## Your goal:
Starting at the line containing "of the snow" and continuing through the end of the material, rename "snow slope" to "snowy hillside" and give only those lines back, with nothing else altered.
** Start Exercise input **
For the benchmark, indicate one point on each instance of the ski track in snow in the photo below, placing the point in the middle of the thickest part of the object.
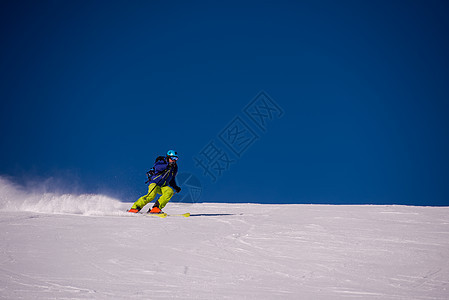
(87, 247)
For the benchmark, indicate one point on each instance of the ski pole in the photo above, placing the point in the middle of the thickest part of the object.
(162, 177)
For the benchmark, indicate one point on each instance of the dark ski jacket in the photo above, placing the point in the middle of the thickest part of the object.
(164, 174)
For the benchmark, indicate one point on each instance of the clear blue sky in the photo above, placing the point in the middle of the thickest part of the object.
(92, 91)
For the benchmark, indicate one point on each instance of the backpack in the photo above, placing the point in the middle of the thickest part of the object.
(152, 172)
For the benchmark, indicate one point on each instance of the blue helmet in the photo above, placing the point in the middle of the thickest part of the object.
(172, 153)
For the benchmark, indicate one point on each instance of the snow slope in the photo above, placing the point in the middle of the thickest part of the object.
(86, 247)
** End Exercise input **
## Reply to the exercise:
For the benchmark, indicate one point on each instance of the snowy hillside in the photo above, placing the point in the middle of the thickest part of the object.
(86, 247)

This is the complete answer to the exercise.